### Brief
Below are some records. Set each one down exactly as it reads.

### Supplied data
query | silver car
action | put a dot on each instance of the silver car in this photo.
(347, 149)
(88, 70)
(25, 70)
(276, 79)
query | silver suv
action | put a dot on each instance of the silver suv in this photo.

### Exercise response
query | silver car
action | put a dot on each instance of the silver car in this photo.
(347, 149)
(88, 70)
(25, 70)
(276, 79)
query | silver suv
action | put a dot on each instance of the silver suv in this photo.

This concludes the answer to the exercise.